__ABOUT THIS EXERCISE__: Each entry below should be given again exactly; the pictures stay out.

__DATA FOR ANALYSIS__:
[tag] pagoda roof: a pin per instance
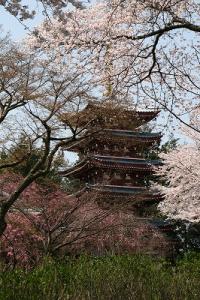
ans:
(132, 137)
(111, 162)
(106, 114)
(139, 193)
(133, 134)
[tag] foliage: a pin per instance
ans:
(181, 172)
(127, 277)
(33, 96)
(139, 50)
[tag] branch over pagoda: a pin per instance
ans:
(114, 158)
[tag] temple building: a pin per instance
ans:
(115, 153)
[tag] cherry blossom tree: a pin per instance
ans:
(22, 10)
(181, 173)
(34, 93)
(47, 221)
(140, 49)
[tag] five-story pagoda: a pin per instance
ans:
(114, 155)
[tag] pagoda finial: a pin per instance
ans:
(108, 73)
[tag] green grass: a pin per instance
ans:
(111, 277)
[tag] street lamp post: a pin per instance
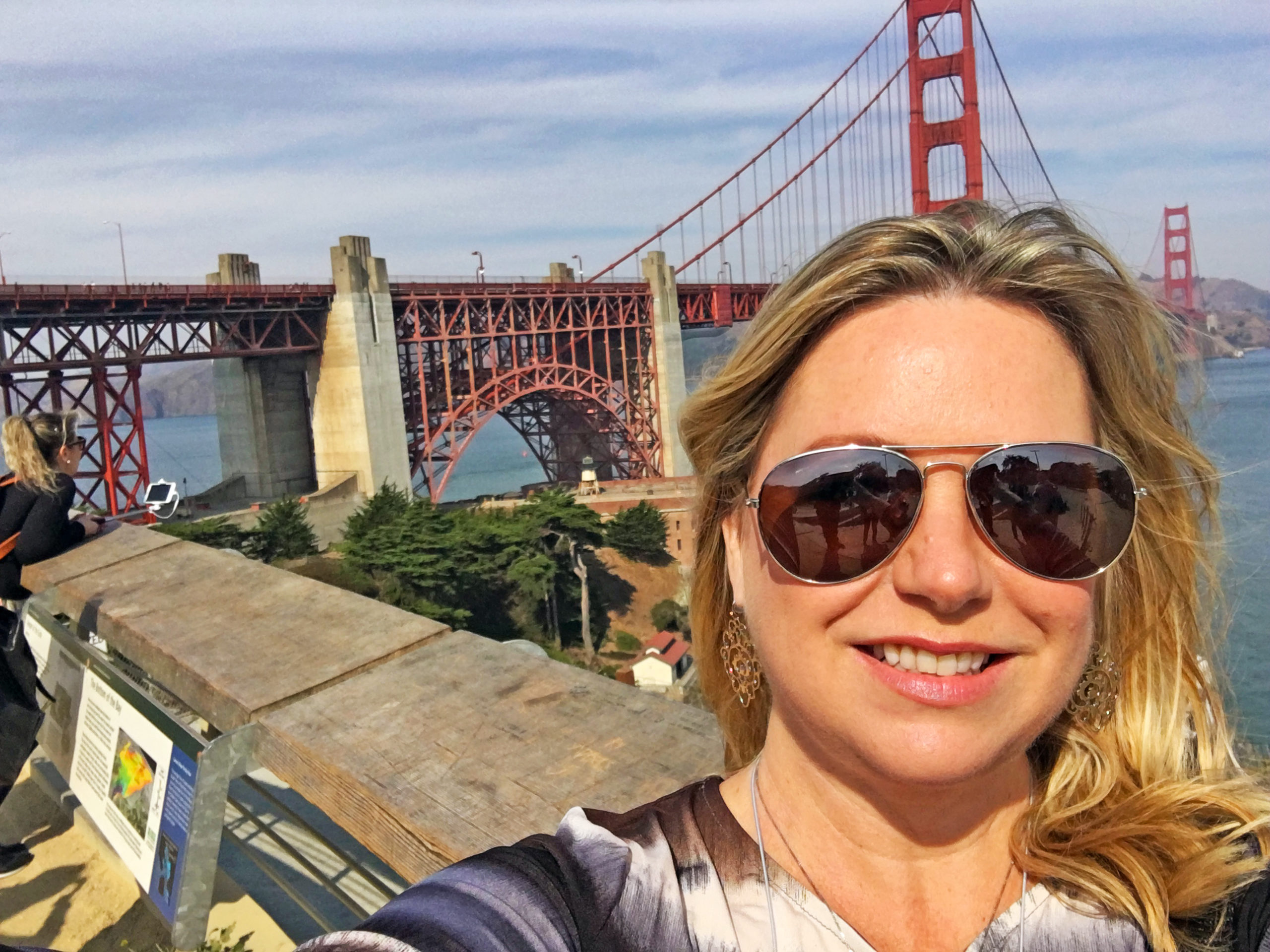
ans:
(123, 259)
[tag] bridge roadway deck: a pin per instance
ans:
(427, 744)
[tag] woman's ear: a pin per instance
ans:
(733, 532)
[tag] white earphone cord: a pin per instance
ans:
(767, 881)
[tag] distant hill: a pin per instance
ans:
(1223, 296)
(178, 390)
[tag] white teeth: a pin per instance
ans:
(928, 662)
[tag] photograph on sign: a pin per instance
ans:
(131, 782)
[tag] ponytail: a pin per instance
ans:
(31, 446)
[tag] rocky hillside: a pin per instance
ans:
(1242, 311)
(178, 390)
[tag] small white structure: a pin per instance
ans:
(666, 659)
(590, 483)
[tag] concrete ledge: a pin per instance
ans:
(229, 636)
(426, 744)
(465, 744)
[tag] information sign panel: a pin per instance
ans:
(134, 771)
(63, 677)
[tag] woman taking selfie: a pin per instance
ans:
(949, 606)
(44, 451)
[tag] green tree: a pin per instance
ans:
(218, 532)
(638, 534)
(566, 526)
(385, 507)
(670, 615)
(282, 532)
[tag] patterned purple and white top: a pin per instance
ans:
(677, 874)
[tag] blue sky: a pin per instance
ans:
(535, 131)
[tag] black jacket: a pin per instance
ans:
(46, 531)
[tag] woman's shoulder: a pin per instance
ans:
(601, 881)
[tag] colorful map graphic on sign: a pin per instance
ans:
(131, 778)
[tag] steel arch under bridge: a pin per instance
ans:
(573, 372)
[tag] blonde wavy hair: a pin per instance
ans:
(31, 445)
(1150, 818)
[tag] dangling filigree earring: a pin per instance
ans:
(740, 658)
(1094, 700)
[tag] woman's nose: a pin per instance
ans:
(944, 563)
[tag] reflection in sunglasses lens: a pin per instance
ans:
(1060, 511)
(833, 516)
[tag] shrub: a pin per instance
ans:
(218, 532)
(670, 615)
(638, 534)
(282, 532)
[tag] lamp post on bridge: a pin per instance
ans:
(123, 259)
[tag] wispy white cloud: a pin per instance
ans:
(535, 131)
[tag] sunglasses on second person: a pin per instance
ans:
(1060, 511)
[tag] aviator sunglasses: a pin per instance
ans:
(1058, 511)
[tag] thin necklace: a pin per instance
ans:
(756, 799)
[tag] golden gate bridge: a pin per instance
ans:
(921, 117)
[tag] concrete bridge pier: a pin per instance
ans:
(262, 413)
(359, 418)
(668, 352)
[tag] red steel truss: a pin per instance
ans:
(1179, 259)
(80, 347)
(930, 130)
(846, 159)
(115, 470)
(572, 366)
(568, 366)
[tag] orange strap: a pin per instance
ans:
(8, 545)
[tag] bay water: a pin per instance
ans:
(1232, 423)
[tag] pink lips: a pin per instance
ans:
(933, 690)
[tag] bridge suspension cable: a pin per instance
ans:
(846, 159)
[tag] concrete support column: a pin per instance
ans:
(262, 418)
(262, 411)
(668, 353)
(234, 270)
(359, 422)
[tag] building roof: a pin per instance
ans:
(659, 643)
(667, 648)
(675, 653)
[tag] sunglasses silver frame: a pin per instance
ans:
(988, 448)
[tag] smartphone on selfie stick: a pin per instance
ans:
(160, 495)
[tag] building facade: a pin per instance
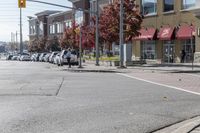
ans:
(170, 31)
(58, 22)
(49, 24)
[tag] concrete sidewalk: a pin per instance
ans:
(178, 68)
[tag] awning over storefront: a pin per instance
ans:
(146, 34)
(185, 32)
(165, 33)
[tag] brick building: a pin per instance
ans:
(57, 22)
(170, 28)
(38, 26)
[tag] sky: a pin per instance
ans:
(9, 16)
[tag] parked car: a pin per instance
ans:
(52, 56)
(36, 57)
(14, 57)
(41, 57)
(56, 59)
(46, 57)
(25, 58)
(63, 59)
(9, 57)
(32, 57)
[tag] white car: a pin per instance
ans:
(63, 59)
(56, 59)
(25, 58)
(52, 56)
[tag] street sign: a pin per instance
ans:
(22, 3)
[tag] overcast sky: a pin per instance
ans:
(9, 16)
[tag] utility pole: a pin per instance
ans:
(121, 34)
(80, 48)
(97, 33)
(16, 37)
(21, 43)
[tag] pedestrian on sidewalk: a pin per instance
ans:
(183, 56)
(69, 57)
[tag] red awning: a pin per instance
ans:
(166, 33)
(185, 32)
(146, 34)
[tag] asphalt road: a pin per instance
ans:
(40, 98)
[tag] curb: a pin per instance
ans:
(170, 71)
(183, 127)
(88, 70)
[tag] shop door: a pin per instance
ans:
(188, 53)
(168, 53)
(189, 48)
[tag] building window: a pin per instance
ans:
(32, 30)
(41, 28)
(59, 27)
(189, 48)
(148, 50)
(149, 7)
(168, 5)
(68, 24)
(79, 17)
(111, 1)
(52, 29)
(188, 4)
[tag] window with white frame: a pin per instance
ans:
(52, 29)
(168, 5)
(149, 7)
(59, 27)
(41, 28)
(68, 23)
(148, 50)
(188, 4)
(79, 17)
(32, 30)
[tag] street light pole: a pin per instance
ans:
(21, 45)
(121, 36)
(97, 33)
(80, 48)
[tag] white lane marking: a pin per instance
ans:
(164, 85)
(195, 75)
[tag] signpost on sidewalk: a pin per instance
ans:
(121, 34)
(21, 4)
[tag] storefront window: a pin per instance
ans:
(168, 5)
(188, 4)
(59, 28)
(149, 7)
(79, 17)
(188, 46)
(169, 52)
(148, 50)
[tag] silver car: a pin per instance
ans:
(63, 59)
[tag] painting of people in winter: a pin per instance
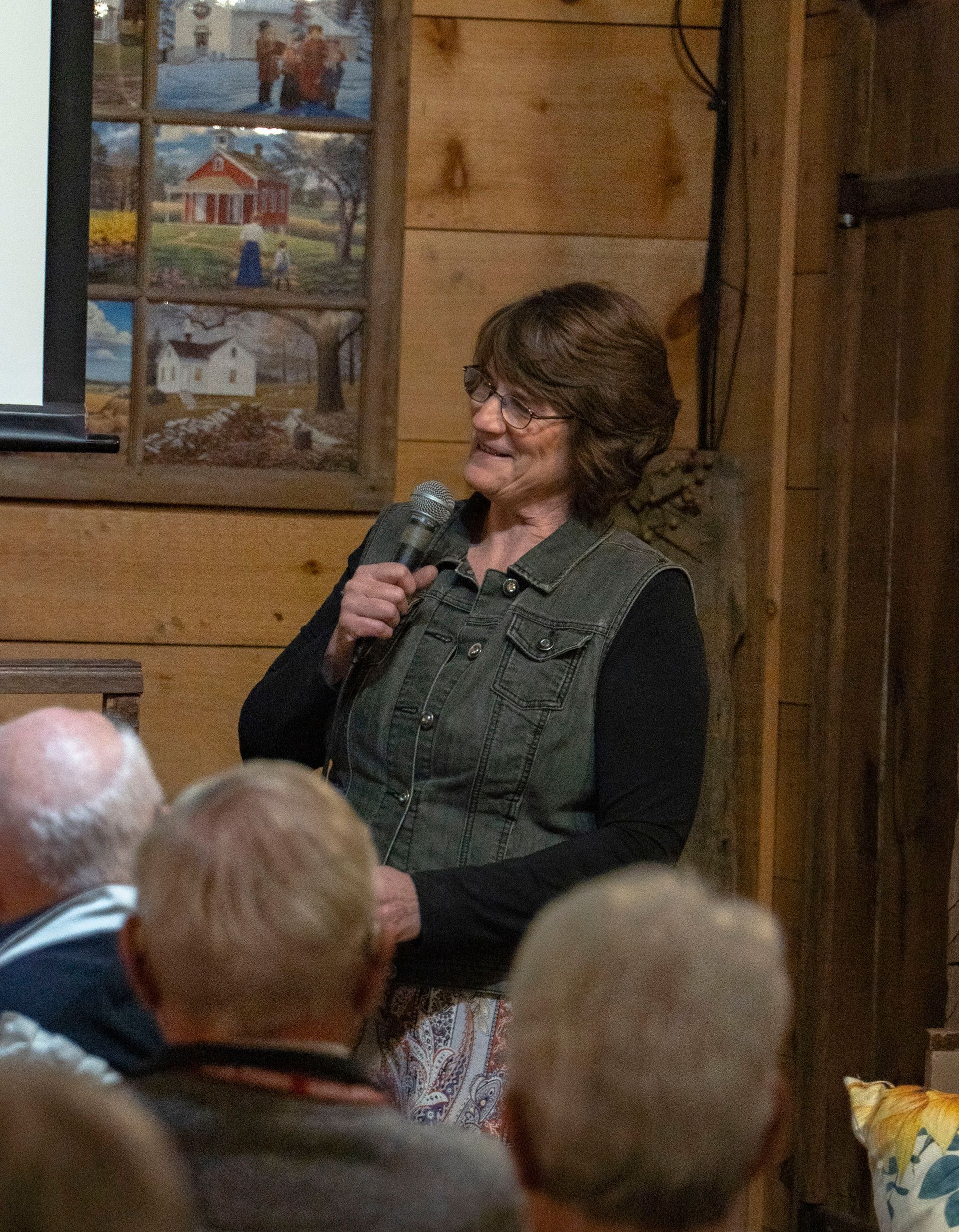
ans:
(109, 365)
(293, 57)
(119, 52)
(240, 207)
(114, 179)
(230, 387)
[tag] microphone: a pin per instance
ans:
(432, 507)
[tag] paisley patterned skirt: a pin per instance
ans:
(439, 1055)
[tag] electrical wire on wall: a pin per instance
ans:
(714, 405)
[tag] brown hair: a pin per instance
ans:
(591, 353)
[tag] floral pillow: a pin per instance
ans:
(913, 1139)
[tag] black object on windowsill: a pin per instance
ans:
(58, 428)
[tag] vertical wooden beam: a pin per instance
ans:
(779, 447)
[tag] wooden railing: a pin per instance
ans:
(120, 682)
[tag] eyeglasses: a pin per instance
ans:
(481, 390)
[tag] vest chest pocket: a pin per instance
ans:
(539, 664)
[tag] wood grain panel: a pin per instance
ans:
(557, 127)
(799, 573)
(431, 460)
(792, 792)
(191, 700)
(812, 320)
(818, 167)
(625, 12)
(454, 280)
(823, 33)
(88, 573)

__RESPONSE TO THIS TASK__:
[tag] pagoda roof: a pin per instance
ans:
(132, 137)
(111, 162)
(106, 114)
(139, 193)
(133, 134)
[tag] foliage: a pin per instance
ans:
(181, 172)
(127, 277)
(33, 96)
(139, 50)
[tag] branch over pagoda: a pin per instance
ans:
(114, 158)
[tag] temple building: a pin per instance
ans:
(115, 153)
[tag] cherry blossom tree: a pin per instance
ans:
(22, 10)
(181, 173)
(34, 93)
(47, 221)
(140, 49)
[tag] five-story pagoda: a pin per instance
ans:
(114, 155)
[tag] pagoda finial: a pin per instance
ans:
(108, 73)
[tag] green grass: a pin per instance
ans:
(111, 277)
[tag] street lamp post: a pin per instance
ans:
(123, 259)
[tag] bridge roadway deck: a pin per instance
ans:
(427, 744)
[tag] woman's ear: a pin per instance
ans:
(733, 532)
[tag] white earphone cord: a pin per instance
ans:
(767, 881)
[tag] distant hill: a pin per instance
ans:
(1223, 296)
(178, 390)
[tag] white teeth: a pin per instance
ans:
(928, 662)
[tag] photograph on sign: a pin per instance
ans:
(131, 782)
[tag] ponytail: a pin per instance
ans:
(31, 446)
[tag] rocky hillside: a pin per instance
ans:
(1242, 311)
(178, 390)
[tag] small white structure: a pin per instance
ans:
(666, 659)
(590, 483)
[tag] concrete ledge: a pin per instance
ans:
(229, 636)
(426, 744)
(465, 744)
[tag] information sign panel: a pin per instance
ans:
(134, 771)
(63, 677)
[tag] woman taking selfie: a pin per instance
ans:
(949, 606)
(44, 451)
[tag] green tree: a pin per instance
ans:
(218, 532)
(638, 534)
(566, 526)
(385, 507)
(670, 615)
(282, 532)
[tag] patterned purple and white top: a pin per instance
ans:
(677, 874)
[tag] blue sky: a pin per instance
ans:
(535, 131)
[tag] black jacket: a pin per instance
ans:
(46, 531)
[tag] woman's shoulder: a pin per instance
ans:
(601, 881)
[tag] colorful map graphic on sign: a pin per instance
ans:
(131, 778)
[tag] steel arch under bridge: a pin per instance
ans:
(573, 372)
[tag] blonde wavy hair: a pin per instance
ans:
(31, 445)
(1150, 818)
[tag] dangling filigree earring: a pin per instance
ans:
(740, 658)
(1094, 700)
[tag] woman's nose: a pin per instance
ans:
(944, 563)
[tag] reflection in sunglasses lens: a pin per instance
ans:
(1060, 511)
(833, 516)
[tag] shrub: a pin per instance
ans:
(218, 532)
(670, 615)
(638, 534)
(282, 532)
[tag] lamp post on bridge: a pin per instance
ans:
(123, 259)
[tag] wispy white cloud: a pin per instance
ans:
(535, 131)
[tag] sunglasses on second person: a pin per instance
ans:
(1060, 511)
[tag] aviator sunglasses: a pin per instance
ans:
(1058, 511)
[tag] thin necklace: a pin per instance
ans:
(756, 799)
[tag] golden gate bridge: a pin per instance
ans:
(921, 117)
[tag] concrete bridge pier: a pin per instance
ans:
(262, 413)
(359, 418)
(668, 352)
[tag] red steel truss: a pin per instance
ans:
(1179, 259)
(80, 347)
(930, 130)
(846, 159)
(115, 470)
(572, 366)
(568, 366)
[tag] orange strap: a pin per instance
ans:
(8, 545)
[tag] bay water: a pin per instance
ans:
(1232, 423)
[tag] pink lips: a pin per instance
ans:
(933, 690)
[tag] bridge suspension cable: a pin per instance
ans:
(846, 159)
[tag] concrete support column: a pin per instance
ans:
(262, 418)
(262, 411)
(668, 353)
(234, 270)
(359, 422)
[tag] building roof: a pin per instance
ans:
(659, 643)
(667, 648)
(675, 653)
[tag] sunglasses silver frame: a pin per instance
ans:
(988, 448)
[tag] smartphone on selfie stick: a pin per instance
ans:
(160, 495)
[tag] building facade: a pin per instance
ans:
(170, 31)
(58, 22)
(49, 24)
[tag] concrete sidewalk: a pin per instance
ans:
(178, 68)
[tag] awning over storefront: a pin per instance
ans:
(146, 34)
(185, 32)
(165, 33)
[tag] brick building: a pin per instance
ans:
(57, 22)
(170, 28)
(38, 26)
[tag] sky: a pin per instance
ans:
(9, 16)
[tag] parked car: a pin per instance
ans:
(52, 56)
(36, 57)
(14, 57)
(41, 57)
(56, 59)
(46, 57)
(25, 58)
(63, 59)
(9, 57)
(32, 57)
[tag] white car: a pin per instance
ans:
(63, 59)
(56, 59)
(25, 58)
(52, 56)
[tag] street sign: a pin per instance
ans:
(22, 3)
[tag] overcast sky: a pin per instance
ans:
(9, 16)
[tag] utility pole: a pin per instance
ans:
(121, 34)
(80, 48)
(97, 33)
(16, 37)
(21, 43)
[tag] pedestrian on sidewalk: a pin per instance
ans:
(183, 56)
(69, 57)
[tag] red awning: a pin per instance
ans:
(166, 33)
(185, 32)
(146, 34)
[tag] asphalt road: a pin per instance
ans:
(40, 98)
[tag] curb: a pin per instance
ans:
(170, 71)
(183, 127)
(88, 70)
[tag] shop door: a pin per instance
ans:
(188, 53)
(168, 53)
(189, 48)
[tag] building window: a pin per instance
ans:
(32, 30)
(41, 28)
(59, 27)
(189, 48)
(148, 50)
(149, 7)
(168, 5)
(68, 24)
(79, 17)
(111, 1)
(52, 29)
(188, 4)
[tag] window with white frame: a pin per instance
ans:
(52, 29)
(168, 5)
(149, 7)
(59, 27)
(41, 28)
(68, 23)
(148, 50)
(188, 4)
(79, 17)
(32, 30)
[tag] street light pole: a pin per instance
ans:
(21, 45)
(121, 36)
(97, 33)
(80, 48)
[tag] white lane marking: a pin per instance
ans:
(164, 85)
(195, 75)
[tag] signpost on sidewalk: a pin per instance
ans:
(121, 34)
(21, 4)
[tag] storefront window: a pin per instance
ans:
(168, 5)
(188, 4)
(59, 28)
(149, 7)
(79, 17)
(188, 46)
(169, 52)
(148, 50)
[tag] silver car: a pin per instance
ans:
(63, 59)
[tag] painting of people in winter: a pin per instance
ans:
(109, 365)
(293, 57)
(119, 52)
(240, 207)
(114, 179)
(230, 387)
[tag] microphone: a pin per instance
ans:
(432, 507)
[tag] paisley patterned skirt: a pin per instance
ans:
(439, 1055)
[tag] electrical wire on wall: a pin per instance
ans:
(714, 405)
[tag] brown hair: a pin per instance
ans:
(591, 353)
[tag] floral pillow: a pin per instance
ans:
(913, 1139)
[tag] black object on windowsill: a pin per instance
ans:
(58, 428)
[tag] vertical wooden beam: a pin per instance
ans:
(779, 447)
[tag] wooden railing: a pin per instance
ans:
(120, 682)
[tag] eyeglasses: a pin per instance
ans:
(481, 390)
[tag] vest chest pocket: a pin per instance
ans:
(539, 664)
[tag] wood grain panel: a pin per instance
ans:
(557, 127)
(799, 573)
(431, 460)
(792, 792)
(191, 700)
(812, 320)
(818, 167)
(625, 12)
(454, 280)
(823, 33)
(88, 573)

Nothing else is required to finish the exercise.